= Task objective =
Please repeat the records below exactly, from the first line through the line containing "Expected behaviour: the pointer locates the hazy", and nothing more.
Entries supplied Start Marker
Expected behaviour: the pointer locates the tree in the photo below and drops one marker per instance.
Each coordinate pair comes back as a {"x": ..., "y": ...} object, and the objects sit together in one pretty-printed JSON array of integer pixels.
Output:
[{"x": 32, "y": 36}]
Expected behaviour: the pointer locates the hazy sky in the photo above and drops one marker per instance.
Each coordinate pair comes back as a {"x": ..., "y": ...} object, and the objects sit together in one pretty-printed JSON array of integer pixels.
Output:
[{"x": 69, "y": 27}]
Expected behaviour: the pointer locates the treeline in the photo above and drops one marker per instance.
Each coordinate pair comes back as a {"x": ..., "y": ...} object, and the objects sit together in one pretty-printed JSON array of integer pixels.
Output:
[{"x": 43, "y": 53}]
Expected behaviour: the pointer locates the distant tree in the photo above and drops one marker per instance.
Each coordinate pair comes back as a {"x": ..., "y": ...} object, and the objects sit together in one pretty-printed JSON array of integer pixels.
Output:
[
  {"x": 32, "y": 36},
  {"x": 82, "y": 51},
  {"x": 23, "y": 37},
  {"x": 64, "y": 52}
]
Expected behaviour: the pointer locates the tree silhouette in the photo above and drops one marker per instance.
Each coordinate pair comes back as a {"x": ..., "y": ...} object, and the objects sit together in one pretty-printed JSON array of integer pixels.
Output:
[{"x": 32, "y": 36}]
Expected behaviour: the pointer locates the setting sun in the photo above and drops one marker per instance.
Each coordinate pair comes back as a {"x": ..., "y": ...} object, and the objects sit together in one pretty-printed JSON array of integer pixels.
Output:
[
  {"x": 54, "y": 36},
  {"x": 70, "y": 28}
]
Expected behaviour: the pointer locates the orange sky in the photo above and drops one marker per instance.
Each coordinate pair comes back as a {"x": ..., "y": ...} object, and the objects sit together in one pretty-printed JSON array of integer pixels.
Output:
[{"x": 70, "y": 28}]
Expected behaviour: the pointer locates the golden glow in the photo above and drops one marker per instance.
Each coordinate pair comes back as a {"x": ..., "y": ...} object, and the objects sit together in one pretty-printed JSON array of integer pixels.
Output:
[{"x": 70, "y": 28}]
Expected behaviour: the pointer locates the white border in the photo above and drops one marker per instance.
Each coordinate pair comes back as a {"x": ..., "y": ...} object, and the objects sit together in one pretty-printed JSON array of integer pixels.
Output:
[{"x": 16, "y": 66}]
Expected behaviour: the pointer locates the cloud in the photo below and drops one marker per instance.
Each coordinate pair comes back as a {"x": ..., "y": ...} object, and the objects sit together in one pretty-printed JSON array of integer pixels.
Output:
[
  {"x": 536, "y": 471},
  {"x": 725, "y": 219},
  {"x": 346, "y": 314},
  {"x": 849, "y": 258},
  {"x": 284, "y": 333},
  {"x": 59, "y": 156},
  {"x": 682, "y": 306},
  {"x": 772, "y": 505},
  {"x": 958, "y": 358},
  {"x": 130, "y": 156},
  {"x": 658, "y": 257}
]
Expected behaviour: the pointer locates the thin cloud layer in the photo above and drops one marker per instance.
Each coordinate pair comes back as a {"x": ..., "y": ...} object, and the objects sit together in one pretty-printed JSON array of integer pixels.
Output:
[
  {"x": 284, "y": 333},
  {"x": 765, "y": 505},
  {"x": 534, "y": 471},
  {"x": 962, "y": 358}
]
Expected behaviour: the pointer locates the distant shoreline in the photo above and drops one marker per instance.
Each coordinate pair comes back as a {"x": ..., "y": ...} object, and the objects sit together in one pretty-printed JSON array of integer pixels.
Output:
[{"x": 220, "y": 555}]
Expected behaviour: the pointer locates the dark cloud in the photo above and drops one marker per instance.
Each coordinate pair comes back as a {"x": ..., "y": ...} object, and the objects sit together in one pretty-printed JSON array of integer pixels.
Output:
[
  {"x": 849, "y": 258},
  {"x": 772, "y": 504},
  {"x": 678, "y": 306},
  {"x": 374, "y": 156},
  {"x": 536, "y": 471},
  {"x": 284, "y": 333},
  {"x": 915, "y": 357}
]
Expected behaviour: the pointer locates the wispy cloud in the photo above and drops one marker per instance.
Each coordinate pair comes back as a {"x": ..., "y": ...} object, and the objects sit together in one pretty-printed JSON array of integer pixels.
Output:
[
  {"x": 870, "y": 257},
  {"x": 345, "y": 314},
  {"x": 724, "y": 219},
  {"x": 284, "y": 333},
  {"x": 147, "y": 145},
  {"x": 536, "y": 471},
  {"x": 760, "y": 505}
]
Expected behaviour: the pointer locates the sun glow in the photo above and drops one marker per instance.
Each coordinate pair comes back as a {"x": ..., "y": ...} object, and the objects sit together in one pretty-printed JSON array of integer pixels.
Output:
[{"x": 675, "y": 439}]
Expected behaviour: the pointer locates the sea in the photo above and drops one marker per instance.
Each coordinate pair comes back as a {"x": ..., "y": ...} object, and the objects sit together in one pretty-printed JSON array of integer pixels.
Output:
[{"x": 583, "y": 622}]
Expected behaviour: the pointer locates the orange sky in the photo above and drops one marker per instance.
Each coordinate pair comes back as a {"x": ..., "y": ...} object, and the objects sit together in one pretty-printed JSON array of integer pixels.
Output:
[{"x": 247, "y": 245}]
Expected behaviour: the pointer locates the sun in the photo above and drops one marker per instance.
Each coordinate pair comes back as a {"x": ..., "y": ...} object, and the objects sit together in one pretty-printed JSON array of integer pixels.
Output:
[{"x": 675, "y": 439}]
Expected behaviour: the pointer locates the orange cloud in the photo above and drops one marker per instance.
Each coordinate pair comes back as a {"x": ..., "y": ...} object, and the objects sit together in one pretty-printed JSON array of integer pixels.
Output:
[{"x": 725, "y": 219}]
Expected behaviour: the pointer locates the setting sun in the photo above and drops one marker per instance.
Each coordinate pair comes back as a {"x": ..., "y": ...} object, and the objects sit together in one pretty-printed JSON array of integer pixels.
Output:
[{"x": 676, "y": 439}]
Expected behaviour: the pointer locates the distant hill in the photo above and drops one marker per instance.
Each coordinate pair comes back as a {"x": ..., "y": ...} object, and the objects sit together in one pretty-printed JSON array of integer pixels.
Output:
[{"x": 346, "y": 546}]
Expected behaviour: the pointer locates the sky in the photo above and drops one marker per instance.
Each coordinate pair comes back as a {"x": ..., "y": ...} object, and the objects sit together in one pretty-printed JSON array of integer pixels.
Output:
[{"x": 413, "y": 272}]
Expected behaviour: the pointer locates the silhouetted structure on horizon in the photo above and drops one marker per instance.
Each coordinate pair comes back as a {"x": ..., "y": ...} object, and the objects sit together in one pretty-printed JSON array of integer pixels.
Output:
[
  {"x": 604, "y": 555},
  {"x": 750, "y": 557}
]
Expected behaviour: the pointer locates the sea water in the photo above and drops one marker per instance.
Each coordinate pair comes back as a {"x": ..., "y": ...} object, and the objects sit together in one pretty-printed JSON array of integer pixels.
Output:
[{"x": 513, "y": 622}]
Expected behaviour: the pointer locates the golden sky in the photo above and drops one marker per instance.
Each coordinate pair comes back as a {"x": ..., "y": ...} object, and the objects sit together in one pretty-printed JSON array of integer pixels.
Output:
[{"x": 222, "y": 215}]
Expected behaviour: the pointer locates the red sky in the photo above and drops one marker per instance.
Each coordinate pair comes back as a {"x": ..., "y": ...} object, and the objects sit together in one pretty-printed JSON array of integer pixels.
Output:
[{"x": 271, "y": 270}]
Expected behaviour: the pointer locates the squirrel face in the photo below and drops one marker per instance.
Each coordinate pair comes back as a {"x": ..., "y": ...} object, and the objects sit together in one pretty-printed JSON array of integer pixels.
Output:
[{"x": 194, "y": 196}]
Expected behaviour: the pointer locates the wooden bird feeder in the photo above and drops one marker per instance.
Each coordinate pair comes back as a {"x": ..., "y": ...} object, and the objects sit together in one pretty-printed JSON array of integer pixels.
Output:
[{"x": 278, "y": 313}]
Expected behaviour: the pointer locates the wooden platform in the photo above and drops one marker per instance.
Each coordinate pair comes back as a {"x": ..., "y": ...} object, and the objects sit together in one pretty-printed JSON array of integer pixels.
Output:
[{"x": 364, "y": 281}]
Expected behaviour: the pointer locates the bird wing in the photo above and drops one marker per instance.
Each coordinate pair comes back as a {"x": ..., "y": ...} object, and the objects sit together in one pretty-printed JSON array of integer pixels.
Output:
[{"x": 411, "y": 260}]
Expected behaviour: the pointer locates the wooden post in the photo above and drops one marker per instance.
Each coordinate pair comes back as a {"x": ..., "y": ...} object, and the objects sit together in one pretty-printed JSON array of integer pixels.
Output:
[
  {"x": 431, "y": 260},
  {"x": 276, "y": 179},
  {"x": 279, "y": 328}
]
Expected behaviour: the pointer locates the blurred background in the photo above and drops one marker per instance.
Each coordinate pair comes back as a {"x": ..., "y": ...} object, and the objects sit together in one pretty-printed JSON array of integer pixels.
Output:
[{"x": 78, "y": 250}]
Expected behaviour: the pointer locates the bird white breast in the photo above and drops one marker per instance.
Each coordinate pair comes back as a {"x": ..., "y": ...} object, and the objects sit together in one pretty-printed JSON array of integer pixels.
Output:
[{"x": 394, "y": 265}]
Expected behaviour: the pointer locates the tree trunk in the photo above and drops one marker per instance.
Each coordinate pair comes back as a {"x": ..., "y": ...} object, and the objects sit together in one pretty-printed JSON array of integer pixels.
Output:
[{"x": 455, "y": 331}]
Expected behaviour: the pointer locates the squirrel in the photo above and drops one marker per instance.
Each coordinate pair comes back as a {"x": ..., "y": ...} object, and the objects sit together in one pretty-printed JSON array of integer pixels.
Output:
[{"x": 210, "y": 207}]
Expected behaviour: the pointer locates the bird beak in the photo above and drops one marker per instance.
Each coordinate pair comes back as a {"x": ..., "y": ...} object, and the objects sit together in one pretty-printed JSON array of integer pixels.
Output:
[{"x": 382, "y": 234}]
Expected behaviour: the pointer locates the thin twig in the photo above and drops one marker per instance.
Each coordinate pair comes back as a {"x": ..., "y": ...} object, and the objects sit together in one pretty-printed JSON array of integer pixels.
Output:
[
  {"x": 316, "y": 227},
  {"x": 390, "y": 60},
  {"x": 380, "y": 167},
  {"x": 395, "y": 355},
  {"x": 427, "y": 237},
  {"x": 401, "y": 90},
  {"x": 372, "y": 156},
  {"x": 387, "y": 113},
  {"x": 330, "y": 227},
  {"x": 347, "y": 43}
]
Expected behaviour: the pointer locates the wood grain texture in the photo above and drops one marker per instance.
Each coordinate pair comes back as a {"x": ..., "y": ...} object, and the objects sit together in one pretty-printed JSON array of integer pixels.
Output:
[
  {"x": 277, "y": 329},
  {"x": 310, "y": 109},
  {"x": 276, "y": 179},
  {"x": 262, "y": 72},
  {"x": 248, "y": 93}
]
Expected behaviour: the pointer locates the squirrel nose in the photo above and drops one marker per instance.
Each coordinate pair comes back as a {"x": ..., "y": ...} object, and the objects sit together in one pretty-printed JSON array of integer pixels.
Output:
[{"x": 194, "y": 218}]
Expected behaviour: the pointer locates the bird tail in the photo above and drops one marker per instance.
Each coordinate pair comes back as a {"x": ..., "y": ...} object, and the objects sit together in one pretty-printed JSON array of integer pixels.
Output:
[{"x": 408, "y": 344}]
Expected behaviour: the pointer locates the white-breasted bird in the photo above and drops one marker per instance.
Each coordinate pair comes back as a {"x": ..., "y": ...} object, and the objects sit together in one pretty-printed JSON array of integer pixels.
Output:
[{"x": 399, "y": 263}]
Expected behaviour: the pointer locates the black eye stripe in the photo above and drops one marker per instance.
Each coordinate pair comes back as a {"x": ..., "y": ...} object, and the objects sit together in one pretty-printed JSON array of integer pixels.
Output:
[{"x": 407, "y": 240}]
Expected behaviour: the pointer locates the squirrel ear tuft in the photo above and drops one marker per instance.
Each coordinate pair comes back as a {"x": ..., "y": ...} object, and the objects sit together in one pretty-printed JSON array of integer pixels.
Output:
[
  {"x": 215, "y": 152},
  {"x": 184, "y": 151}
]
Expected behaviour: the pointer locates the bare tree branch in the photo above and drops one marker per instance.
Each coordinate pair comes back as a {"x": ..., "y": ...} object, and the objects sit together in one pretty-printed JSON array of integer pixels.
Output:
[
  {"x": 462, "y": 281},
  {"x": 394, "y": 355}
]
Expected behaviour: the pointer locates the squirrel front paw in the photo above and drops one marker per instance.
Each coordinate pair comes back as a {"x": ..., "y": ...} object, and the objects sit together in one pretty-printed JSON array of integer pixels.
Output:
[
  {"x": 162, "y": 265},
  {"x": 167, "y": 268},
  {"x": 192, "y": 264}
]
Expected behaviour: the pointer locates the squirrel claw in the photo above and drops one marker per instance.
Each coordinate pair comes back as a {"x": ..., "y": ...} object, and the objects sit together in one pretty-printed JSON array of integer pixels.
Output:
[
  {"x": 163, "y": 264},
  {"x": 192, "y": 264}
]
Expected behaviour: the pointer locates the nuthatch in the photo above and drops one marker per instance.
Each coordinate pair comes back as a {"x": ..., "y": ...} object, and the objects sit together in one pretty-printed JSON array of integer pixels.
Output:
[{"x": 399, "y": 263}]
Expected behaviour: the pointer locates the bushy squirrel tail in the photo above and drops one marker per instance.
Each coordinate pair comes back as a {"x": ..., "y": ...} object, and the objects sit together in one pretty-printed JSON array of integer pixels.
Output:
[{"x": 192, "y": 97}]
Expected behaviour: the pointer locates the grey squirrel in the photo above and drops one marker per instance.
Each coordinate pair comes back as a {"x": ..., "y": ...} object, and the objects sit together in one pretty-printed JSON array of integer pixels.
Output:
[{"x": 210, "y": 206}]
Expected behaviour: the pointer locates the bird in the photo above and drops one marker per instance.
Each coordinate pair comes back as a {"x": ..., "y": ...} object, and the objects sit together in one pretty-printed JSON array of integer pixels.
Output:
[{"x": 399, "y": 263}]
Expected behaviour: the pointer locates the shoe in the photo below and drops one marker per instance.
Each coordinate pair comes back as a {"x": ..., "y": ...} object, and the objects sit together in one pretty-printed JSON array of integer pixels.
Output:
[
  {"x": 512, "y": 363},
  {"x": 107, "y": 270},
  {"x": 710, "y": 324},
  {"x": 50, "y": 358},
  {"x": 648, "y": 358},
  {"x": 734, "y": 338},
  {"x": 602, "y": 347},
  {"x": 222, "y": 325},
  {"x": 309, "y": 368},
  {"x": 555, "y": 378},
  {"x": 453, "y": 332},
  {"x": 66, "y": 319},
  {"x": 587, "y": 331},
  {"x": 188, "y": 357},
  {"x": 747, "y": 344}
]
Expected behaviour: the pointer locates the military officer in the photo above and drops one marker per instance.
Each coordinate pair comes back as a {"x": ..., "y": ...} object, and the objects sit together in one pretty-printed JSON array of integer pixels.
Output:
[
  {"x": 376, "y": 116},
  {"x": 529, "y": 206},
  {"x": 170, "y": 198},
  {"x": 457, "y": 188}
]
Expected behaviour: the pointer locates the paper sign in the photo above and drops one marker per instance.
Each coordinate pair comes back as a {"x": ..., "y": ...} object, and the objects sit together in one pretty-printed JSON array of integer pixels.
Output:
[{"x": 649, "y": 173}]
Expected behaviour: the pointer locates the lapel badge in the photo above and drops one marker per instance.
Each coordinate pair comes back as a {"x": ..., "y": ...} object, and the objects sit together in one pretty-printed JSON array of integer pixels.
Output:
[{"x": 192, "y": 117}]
Entries supplied End Marker
= Solved problem =
Expected behaviour: the pointer locates the tree in the photo below and drops one marker per instance.
Each coordinate pair comes back as a {"x": ..., "y": ...} object, and the objects sit together in one pretty-printed JSON array of integer pixels.
Output:
[{"x": 32, "y": 36}]
Expected behaviour: the pointer locates the hazy sky in the photo above and drops one marker per instance.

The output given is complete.